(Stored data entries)
____________________
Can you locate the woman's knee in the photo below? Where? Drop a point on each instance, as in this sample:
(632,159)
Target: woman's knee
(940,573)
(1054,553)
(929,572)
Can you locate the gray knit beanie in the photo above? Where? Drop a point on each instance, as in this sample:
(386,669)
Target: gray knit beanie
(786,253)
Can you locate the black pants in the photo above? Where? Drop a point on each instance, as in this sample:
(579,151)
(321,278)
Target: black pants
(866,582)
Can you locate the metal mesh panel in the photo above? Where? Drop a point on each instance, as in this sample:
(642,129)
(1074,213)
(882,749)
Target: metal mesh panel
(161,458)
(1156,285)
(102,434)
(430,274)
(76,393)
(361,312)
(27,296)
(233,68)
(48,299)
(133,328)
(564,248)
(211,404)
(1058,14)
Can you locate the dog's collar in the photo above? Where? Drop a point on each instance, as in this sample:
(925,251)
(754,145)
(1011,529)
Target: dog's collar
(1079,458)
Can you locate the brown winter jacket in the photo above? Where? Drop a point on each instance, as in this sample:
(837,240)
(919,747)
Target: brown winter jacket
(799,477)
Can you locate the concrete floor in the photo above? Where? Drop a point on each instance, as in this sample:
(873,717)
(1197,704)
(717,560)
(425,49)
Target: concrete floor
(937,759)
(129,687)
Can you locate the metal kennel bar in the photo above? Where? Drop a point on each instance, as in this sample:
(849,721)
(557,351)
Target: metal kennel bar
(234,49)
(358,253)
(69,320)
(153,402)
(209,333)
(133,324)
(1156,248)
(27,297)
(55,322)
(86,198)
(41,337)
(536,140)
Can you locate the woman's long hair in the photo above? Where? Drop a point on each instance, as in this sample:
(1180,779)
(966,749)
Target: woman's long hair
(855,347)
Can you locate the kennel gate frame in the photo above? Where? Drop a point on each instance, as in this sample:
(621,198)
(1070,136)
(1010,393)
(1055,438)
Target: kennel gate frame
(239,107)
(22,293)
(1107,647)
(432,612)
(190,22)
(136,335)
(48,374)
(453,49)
____________________
[EXERCISE GOAL] Please retype the records above starting with the line that contains "Can you locate the kennel" and stopping after the last line, changing nothing.

[RESULT BELOW]
Can you locate the kennel gate frame in the photo above? Where? Drop a point on each instance, as in this sample:
(621,198)
(1070,136)
(1010,393)
(1055,438)
Target: kennel gate frame
(239,107)
(22,293)
(1107,647)
(432,612)
(190,22)
(136,335)
(48,374)
(453,49)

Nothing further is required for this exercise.